• Exercise task: From the data that follows, list every line that contains the word "raised", where case counts.

(Named-object pointing records)
====

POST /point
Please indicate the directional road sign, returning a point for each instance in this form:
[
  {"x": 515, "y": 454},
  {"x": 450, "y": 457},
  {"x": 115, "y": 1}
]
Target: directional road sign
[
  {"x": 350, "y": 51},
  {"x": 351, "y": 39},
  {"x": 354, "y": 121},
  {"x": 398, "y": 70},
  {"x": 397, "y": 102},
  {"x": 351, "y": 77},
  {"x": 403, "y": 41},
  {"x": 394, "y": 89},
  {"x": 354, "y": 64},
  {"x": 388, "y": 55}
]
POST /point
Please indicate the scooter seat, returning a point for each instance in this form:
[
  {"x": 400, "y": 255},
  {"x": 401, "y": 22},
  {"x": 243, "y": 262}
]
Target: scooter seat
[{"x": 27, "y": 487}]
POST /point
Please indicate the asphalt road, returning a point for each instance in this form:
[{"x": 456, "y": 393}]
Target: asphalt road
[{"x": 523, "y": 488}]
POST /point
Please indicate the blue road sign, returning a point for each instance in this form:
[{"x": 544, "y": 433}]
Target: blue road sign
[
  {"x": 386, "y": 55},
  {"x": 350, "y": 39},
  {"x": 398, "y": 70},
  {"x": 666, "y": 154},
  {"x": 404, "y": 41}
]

====

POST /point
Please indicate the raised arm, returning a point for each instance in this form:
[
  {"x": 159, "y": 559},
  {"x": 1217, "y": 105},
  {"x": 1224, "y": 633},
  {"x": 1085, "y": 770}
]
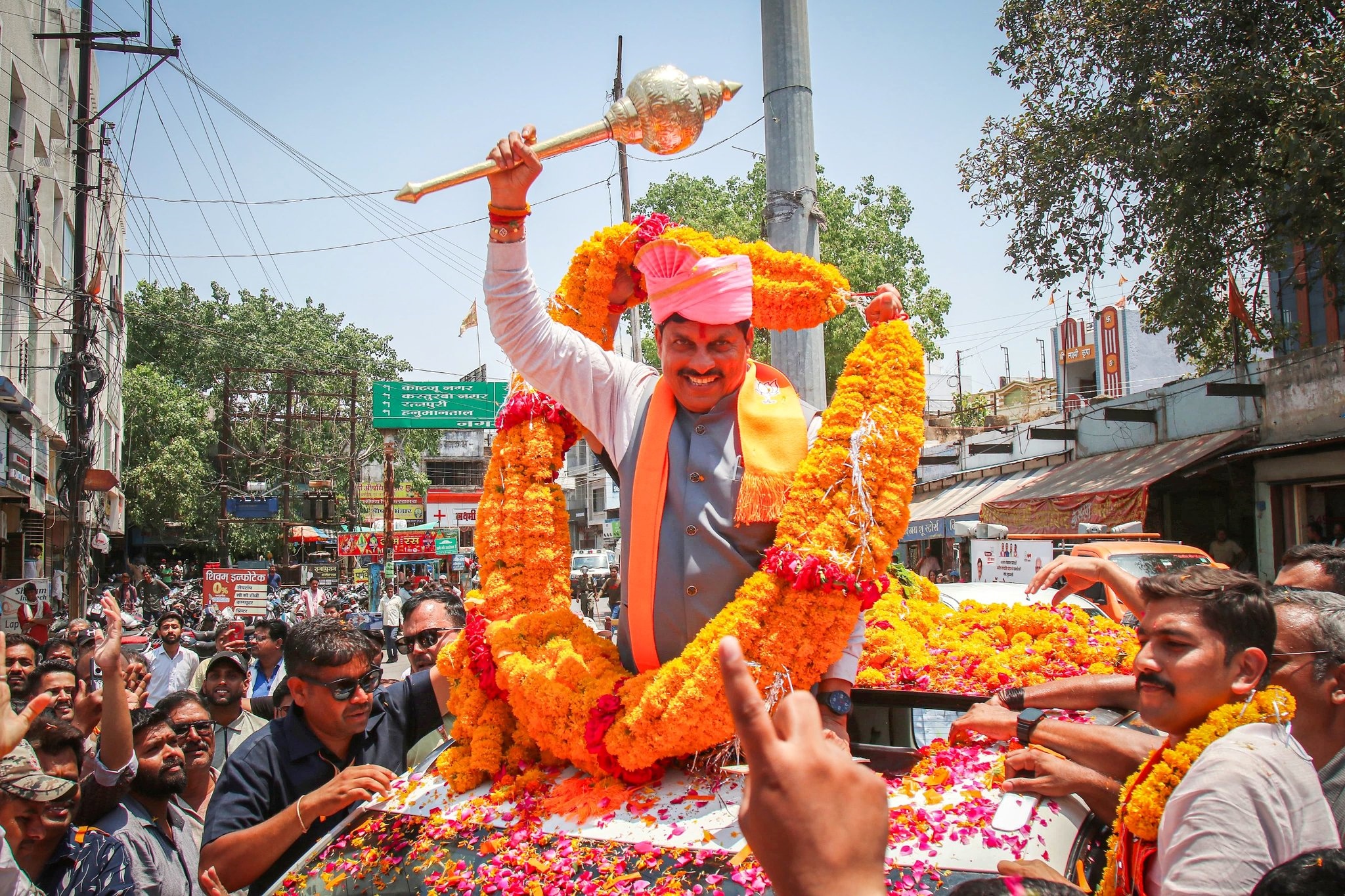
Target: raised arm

====

• Result for this exercise:
Please indicate the raised arm, returning a point for each instance in this form:
Target: raised arm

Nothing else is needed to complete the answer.